EXERCISE TASK A:
Gather every line of the rows below that contains the word "street", matching case exactly.

PASSAGE TO READ:
To start, we might think about how we suppose that the body and mind interact.
At its simplest, the body sends signals to the mind through its senses, its sensations.
To borrow a few terms from affect theorists, affects are like forces, they are prior to intentions, autonomic, pre-subjective and visceral.
They are the intensities that move us. Affects are a way of theorising about the social forces that we encounter that might trigger the body to respond in a certain way.
For Brian Masumi, affect precedes emotional states. ‘Affect is not a personal feeling’, he writes. ‘Affect is a non-conscious experience of intensity’.
Affects ‘cannot be fully realised in language… because affect is always prior to/outside of consciousness’.
In the introduction to one of the foundational texts on Affect Theory, Parables for the Virtual, Massumi writes that, ‘when I think of my body and ask what it does to earn that name, two things stand out. It moves. It feels’.
The book looks at the ramifications of this simple observation: that the movement of the body produces change in the world. Our actions have an affect on other bodies.
The eardrum, for example, is affected by vibrations in the air. A wall affects our body by stopping its progress. Culturally, words and walls affect us, producing possibilities and limitations.
In turn, we produce our own words, our own walls, that affect others’ bodies and then, potentially, minds.

SOURCE DATA:
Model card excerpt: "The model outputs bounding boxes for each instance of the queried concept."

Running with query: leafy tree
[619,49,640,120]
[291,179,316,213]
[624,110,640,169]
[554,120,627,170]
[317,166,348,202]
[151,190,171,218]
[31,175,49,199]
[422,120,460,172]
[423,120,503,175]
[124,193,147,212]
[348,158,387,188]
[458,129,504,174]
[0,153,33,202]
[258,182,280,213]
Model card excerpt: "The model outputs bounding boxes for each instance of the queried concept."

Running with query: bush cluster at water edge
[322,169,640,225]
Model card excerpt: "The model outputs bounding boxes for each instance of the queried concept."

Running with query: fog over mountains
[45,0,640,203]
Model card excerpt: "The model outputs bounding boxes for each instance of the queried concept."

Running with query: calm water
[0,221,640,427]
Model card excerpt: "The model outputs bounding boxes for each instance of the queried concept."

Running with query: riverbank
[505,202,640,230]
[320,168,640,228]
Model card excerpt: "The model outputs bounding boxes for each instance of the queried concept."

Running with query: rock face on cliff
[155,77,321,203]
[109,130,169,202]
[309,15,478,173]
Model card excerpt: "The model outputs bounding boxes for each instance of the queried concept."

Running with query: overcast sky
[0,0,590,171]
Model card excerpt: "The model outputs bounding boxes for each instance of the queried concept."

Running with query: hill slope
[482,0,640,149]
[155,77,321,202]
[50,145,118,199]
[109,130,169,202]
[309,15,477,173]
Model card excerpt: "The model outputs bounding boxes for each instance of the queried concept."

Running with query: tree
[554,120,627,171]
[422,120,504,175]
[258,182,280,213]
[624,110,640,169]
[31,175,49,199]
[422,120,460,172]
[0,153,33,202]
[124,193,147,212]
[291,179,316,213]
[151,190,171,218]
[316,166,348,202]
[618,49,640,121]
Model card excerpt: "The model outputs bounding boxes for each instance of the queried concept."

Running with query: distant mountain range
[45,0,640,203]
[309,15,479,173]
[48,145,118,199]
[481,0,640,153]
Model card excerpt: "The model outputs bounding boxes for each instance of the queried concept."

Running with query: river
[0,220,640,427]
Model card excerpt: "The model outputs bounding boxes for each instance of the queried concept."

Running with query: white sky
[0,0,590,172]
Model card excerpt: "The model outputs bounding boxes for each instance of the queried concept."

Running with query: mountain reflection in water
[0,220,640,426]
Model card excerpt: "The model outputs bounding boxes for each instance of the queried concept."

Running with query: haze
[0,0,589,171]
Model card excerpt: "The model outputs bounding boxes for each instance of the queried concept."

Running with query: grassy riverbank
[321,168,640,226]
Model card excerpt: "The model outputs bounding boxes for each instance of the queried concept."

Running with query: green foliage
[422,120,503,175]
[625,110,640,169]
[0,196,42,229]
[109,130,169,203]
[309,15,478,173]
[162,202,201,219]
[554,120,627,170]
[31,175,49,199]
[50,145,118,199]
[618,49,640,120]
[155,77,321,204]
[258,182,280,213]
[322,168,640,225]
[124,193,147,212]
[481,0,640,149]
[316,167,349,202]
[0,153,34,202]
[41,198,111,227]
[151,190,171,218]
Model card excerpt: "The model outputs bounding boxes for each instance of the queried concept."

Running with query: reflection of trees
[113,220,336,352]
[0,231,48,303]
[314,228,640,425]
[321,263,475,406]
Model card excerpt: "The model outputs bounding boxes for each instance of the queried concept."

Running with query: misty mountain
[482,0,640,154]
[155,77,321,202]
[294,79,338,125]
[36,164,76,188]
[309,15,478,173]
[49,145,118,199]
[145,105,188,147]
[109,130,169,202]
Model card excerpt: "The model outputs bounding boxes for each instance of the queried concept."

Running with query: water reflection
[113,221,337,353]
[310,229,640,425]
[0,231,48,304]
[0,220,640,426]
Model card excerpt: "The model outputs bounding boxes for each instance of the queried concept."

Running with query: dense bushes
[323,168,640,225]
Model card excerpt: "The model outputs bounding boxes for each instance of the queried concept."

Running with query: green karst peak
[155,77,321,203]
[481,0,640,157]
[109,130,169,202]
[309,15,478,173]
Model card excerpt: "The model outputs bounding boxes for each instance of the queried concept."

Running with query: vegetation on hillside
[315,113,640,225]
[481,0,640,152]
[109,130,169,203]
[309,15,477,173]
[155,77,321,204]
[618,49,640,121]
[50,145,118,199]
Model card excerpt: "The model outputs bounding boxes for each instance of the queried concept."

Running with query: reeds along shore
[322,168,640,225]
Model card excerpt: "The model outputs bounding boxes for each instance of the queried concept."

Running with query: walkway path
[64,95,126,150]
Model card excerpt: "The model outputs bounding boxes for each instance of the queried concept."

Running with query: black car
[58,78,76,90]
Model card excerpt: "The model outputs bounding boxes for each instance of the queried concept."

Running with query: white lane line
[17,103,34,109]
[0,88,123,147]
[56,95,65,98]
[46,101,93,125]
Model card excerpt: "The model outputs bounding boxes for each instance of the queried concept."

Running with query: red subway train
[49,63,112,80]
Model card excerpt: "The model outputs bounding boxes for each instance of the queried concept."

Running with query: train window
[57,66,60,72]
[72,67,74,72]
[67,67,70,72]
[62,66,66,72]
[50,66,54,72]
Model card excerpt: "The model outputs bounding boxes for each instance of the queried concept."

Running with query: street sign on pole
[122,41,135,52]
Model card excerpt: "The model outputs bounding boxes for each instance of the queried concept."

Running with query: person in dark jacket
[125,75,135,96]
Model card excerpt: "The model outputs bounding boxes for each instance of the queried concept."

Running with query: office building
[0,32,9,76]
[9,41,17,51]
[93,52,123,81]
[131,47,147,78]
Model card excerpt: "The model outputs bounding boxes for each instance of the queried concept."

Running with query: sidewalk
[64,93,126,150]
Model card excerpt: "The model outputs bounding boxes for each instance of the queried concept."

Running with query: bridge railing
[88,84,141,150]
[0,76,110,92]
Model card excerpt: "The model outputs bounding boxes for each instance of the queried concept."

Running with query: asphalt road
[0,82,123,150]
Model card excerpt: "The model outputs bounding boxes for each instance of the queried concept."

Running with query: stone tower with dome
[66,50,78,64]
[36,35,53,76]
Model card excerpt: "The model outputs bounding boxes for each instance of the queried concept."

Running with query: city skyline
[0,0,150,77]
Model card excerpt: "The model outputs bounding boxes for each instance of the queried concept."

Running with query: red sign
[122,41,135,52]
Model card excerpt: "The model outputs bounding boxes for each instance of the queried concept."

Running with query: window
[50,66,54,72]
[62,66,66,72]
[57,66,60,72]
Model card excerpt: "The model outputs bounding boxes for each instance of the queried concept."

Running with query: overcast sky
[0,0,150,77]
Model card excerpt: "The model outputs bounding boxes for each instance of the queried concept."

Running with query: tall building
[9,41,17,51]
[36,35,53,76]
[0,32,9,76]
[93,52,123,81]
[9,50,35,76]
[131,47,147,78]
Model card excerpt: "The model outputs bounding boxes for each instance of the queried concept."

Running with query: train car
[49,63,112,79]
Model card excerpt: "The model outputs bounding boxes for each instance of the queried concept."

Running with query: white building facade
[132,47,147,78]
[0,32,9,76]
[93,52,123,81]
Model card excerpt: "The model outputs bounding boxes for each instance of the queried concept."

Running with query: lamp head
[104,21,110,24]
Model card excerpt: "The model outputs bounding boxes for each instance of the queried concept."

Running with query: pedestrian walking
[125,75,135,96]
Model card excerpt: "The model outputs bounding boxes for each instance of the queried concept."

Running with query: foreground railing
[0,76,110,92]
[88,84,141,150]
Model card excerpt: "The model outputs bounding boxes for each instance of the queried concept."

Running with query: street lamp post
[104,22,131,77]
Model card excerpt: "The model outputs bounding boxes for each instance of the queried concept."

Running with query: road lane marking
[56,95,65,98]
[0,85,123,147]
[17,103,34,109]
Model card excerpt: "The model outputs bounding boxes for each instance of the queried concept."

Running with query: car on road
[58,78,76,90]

EXERCISE TASK B:
In the passage on affect theory above, what does the eardrum get affected by?

FULL ANSWER A:
Running with query: street sign on pole
Running with query: street lamp post

FULL ANSWER B:
Vibrations in the air.